Task objective:
Convert the lines of the listing below, from the line containing "Please trace the outline of every instance of the man's" through the line containing "Give the mask of the man's right hand." (both included), into a numbered list that omits any blank lines and covers only those lines.

Supplied data:
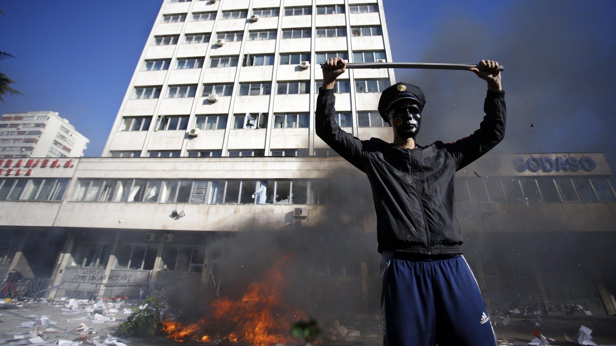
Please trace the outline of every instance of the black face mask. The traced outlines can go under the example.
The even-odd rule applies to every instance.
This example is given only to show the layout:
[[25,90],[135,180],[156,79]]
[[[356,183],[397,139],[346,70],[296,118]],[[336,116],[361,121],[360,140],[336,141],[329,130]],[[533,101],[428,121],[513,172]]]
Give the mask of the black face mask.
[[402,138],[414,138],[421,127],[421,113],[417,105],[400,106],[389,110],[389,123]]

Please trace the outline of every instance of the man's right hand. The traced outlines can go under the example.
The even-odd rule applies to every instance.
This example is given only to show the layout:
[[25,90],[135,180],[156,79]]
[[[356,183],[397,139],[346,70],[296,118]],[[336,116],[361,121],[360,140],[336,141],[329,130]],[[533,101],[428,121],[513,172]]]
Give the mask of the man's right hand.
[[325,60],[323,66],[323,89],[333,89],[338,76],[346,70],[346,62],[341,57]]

...

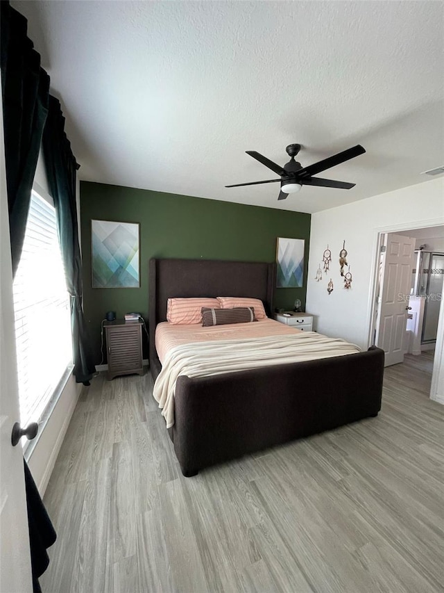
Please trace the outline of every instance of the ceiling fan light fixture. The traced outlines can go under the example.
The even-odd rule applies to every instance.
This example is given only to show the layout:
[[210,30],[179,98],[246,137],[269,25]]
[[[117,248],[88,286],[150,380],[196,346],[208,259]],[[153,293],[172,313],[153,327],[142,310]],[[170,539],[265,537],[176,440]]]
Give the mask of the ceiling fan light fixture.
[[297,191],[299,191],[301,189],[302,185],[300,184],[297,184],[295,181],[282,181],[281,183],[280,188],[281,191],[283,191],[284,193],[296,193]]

The result:
1. Please trace the outline of every instance of the man's right hand. The traced outlines can go under the example.
2. The even-odd rule applies to every instance.
3. This example is given only to show the layout:
4. [[25,90],[135,180],[156,79]]
5. [[[356,183],[397,139],[346,70],[296,118]],[[336,116],[361,121],[360,140],[336,141],[329,130]],[[533,101],[428,121],[513,172]]]
6. Give the mask of the man's right hand.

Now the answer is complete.